▶ What is being asked
Convert the listing below into a JSON list of strings, with one string for each line and blank lines omitted.

Data entries
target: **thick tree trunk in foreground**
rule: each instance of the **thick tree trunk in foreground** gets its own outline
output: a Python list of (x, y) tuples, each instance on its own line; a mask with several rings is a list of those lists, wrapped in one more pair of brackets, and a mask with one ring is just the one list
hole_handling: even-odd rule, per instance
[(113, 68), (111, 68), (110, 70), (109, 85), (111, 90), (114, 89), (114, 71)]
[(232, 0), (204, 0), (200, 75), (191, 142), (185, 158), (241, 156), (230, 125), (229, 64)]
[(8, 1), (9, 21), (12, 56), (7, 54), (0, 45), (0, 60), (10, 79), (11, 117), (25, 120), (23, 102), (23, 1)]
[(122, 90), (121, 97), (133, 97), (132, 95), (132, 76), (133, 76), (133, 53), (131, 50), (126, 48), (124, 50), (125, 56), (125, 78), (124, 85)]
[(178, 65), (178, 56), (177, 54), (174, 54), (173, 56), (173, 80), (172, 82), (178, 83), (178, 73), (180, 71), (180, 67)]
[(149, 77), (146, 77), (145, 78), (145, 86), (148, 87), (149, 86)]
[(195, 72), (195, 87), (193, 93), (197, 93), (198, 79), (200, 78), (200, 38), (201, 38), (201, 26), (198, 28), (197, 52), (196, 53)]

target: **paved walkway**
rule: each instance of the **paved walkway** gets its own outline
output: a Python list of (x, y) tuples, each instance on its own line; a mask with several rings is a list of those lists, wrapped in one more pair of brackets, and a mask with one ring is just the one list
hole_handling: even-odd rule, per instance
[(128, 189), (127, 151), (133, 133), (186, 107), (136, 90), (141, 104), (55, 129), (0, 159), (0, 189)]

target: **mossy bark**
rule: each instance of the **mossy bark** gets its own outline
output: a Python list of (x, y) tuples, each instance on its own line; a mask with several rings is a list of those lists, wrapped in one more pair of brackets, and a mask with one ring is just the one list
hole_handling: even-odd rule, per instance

▶ Solution to this task
[
  "target: **thick tree trunk in foreground**",
  "rule: each instance of the **thick tree trunk in foreground** gets its own outline",
  "output: a Python list of (x, y) tuples, each instance on its own line; a mask with several rings is a list of those lists, wrapped in one more pair of brackets, and a mask with one ring is just the one list",
  "hole_handling: even-odd rule, per instance",
  "[(113, 68), (111, 68), (110, 70), (109, 85), (111, 90), (114, 89), (114, 71)]",
  "[(232, 0), (204, 0), (200, 75), (191, 142), (185, 158), (241, 156), (230, 125), (229, 64)]",
  "[(8, 1), (9, 21), (12, 56), (7, 54), (0, 45), (0, 60), (10, 79), (11, 117), (25, 120), (23, 102), (23, 1)]",
  "[(122, 90), (121, 97), (133, 97), (132, 95), (132, 76), (133, 76), (133, 53), (131, 50), (126, 48), (124, 50), (125, 56), (125, 78), (124, 85)]",
  "[(178, 65), (178, 56), (177, 54), (174, 54), (173, 56), (173, 80), (172, 82), (178, 83), (178, 73), (180, 71), (180, 67)]",
  "[(149, 77), (146, 77), (145, 78), (145, 86), (148, 87), (149, 86)]",
  "[(195, 72), (195, 87), (193, 93), (197, 93), (198, 79), (200, 78), (200, 38), (201, 38), (201, 26), (198, 28), (197, 52), (196, 53)]",
  "target: **paved walkway**",
  "rule: each instance of the **paved walkway** gets its own outline",
  "output: a Python list of (x, y) tuples, each instance on its own line; a mask with several rings is a list of those lists, wrapped in one more pair of brackets, and a mask with one ring is just the one list",
  "hole_handling: even-odd rule, per instance",
  "[(128, 189), (127, 151), (133, 133), (186, 107), (136, 90), (141, 104), (55, 129), (0, 159), (0, 189)]",
  "target: **mossy bark**",
  "rule: each instance of the **mossy bark** gets its own outline",
  "output: a Python list of (x, y) tuples, each instance on its own line; a mask with several rings is a list of those lists, wrapped in one more pair of brackets, and a mask with one ring is just the one list",
  "hole_handling: even-odd rule, per instance"
]